## [Article]

◆ ◆ ◆ ◆ ◆ ◆ ◆

Electrically fired steam locomotive

Abstract

An electrically fired steam locomotive includes a first unit and a second unit interconnected to the first unit. A steam boiler is in the first unit, and has an economizer tank and a superheater. The economizer tank holds a predetermined water supply. An electric furnace is in the first unit proximate the steam boiler. The electric furnace provides heat to the steam boiler to produce steam. A direct current battery system is in the first unit located beneath the electric furnace. A water tank is in the second unit. The water tank is configured to supply water to the steam boiler. A boiler feed pump and a steam condenser are in the second unit. A steam driven generator is in the second unit. Steam that is superheated by the superheater provides power to move the locomotive and to cause the generator to generate electricity to energize the electric furnace.

Description

BACKGROUND OF THE INVENTION

1. Field of the Invention

The present invention generally relates to steam locomotives and, more particularly, to an electrically fired steam locomotive.

2. Description of the Related Art

Steam locomotives are old and well known. Typically, steam locomotives are powered through the use of coal. The coal is normally supplied to a firebox through a fire hole in a fire door. The burning coal in the firebox heats a boiler that boils water into steam. The steam generates enormous pressure in the boiler. In most steam locomotives, the steam is superheated with a superheater before it is used.

Electric locomotives are also old and well known. Normally, electric locomotives include electric motors mounted in the locomotive that are powered remotely through the use of central electric generating stations. These electric generating stations transform power from coal fields or from waterfalls into electric energy through the use of electric generators. The electrical energy. is then transmitted to the locomotive by electrical connections overhead or through the rails. When the electrical energy is received, the electrical energy is transformed into mechanical energy at the wheel axles to provide a torque to the wheels and to drive the locomotive and any attached train cars. Some locomotives combine the use of electrical energy and coal fired energy to power the locomotive. These electric generating stations transform power from coal fields or from waterfalls into electrical energy through the use of electric generators. There are presently no locomotives that combine the use of electrical energy and steam engines that use no source of power other than electrical power to power the locomotives. In view of the declining coal resources, a need exists for an electrically powered steam locomotive according to the present invention.

◆ ◆ ◆ ◆ ◆ ◆ ◆

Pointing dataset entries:
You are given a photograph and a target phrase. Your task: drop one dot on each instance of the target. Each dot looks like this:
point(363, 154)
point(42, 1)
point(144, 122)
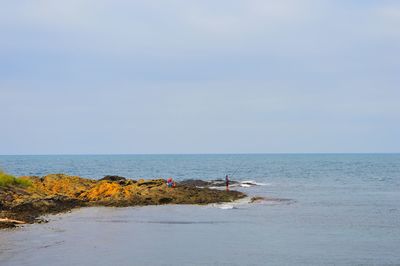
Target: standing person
point(227, 182)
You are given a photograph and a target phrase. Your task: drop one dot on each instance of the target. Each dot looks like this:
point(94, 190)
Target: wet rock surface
point(59, 193)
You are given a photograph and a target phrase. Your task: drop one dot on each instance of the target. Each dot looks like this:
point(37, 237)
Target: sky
point(201, 76)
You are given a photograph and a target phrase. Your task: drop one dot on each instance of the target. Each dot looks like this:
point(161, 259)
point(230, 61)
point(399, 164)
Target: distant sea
point(339, 209)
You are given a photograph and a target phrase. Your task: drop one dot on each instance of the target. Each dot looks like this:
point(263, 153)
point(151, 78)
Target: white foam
point(248, 183)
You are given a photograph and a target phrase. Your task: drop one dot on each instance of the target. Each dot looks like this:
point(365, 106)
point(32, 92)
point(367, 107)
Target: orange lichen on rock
point(58, 192)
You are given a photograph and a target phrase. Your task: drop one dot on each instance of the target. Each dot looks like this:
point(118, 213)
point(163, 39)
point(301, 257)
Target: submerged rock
point(58, 192)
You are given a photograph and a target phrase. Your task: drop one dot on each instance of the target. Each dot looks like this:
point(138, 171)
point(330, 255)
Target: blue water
point(344, 210)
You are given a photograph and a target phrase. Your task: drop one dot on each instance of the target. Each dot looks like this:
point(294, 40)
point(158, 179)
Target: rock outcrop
point(58, 192)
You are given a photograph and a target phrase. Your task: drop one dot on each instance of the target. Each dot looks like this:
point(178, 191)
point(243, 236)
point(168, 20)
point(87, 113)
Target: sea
point(322, 209)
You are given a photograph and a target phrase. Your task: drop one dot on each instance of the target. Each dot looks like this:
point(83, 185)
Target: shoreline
point(59, 193)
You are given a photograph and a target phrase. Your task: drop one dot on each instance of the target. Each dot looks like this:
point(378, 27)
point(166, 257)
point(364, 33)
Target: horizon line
point(238, 153)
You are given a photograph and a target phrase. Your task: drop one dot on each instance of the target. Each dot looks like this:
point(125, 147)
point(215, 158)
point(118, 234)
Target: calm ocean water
point(344, 210)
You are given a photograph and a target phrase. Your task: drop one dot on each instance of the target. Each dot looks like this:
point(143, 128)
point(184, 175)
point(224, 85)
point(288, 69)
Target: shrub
point(9, 180)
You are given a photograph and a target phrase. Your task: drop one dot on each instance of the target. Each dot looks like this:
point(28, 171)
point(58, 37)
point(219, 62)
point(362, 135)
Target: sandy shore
point(59, 193)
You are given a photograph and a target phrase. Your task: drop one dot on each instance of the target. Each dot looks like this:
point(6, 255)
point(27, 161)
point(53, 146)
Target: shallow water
point(343, 210)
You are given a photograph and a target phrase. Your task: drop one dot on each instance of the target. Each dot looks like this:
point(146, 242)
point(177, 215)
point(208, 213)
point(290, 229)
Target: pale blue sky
point(95, 76)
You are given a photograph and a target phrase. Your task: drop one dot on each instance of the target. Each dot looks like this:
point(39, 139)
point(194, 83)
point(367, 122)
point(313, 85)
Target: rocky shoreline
point(57, 193)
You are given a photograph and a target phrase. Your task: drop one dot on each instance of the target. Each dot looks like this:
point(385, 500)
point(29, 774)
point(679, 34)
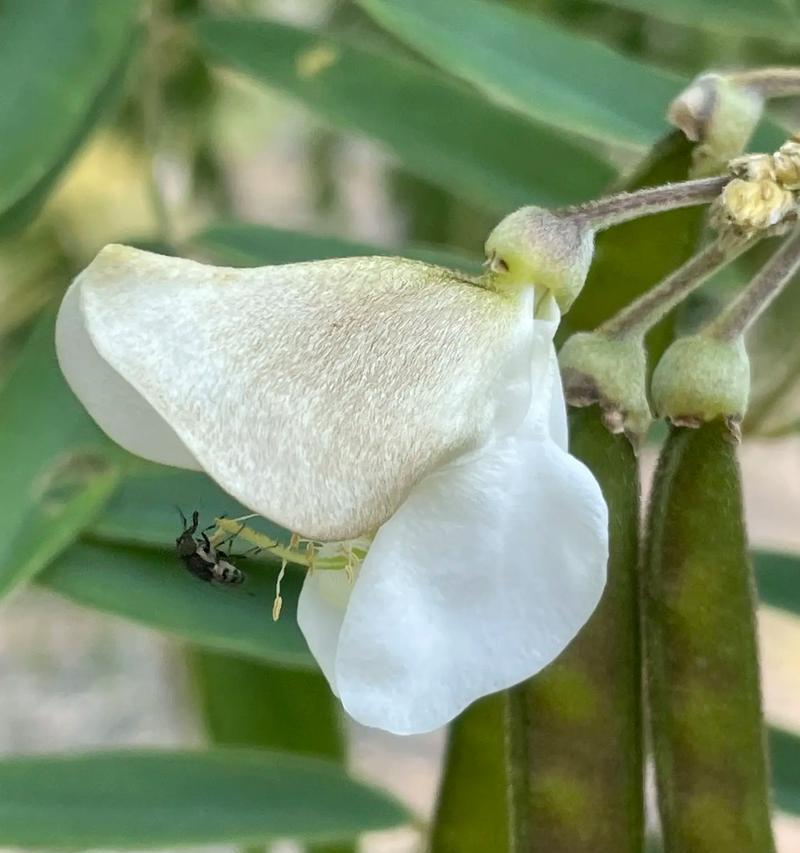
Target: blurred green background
point(247, 133)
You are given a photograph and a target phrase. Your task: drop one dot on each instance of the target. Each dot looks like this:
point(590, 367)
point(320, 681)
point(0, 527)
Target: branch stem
point(636, 318)
point(748, 306)
point(622, 207)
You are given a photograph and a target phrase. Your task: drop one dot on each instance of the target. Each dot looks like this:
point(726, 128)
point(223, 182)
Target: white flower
point(341, 398)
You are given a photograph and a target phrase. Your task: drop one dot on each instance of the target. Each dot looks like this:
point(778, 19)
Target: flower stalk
point(748, 306)
point(622, 207)
point(641, 315)
point(609, 366)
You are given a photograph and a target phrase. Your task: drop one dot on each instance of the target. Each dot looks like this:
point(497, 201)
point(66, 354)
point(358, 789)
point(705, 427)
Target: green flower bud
point(700, 378)
point(718, 113)
point(539, 247)
point(610, 372)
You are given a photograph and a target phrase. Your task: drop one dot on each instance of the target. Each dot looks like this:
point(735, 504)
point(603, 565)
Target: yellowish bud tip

◆ ◆ ◆ ◆ ◆ ◆ ◆

## [Stated goal]
Write the next part of the patent description of the electrically fired steam locomotive, picking up right after its final sentence. The entries are not needed for anything here.

## [Response for this exercise]
SUMMARY OF THE INVENTION

The present invention is an electrically fired steam locomotive. The electrically fired steam locomotive includes a first unit and a second unit interconnected to the first unit. A steam boiler is in the first unit, and has an economizer tank and a superheater. The economizer tank holds a predetermined water supply. An electric furnace is in the first unit proximate the steam boiler. The electric furnace provides heat to the steam boiler to produce steam. A direct current battery system for lights, and not to power the electric furnace, is in the first unit and located beneath the electric furnace. A water tank is in the second unit. The water tank is configured to supply water to the steam boiler. A boiler feed pump and a steam condenser are in the second unit. A steam driven generator is in the second unit. Steam that is superheated by the superheater provides power to move the locomotive and to cause the generator to generate electricity to energize the electric furnace.

An external electrical power source, such as an AC power unit available in the railroad yard, a third rail, or overhead wires, provides the initial power to operate an electric furnace in the locomotive. The electric furnace heats the water in the locomotive's boiler to form superheated steam. The major portion of the superheated steam is piped to drive the locomotive wheels, and the balance is piped to the steam generator that converts the steam to electricity through the use of turbines. The steam generator provides adequate electrical power for continuing the operation of the electric furnace and ancillary devices, such as the locomotive's and train's light systems, the regeneration of storage batteries, a computer system, a cabin camera, an air compressor-air braking system, and a telecommunication system. The locomotive receives additional electrical energy from a remote electrical generating station(s) through electrical cabling or through the rails of the railway.

These and other features of the present invention will become readily apparent upon further review of the following specification and drawings.

BRIEF DESCRIPTION OF THE DRAWINGS

FIG. 1 is a perspective view of an electrically fired steam locomotive according to the present invention, shown traveling down a track with optional catenary and overhead wires.

FIG. 2 is a side view of an electrically fired steam locomotive according to the present invention.

FIG. 3 is a top view the electrically fired steam locomotive shown in FIG. 2.

FIG. 4 is a front view of the electrically fired steam locomotive of FIG. 2.

FIG. 5 is a side view of a second unit of an electrically fired steam locomotive according to the present invention.

FIG. 6 is a top view of the second unit of FIG. 5.

Similar reference characters denote corresponding features consistently throughout the attached drawings.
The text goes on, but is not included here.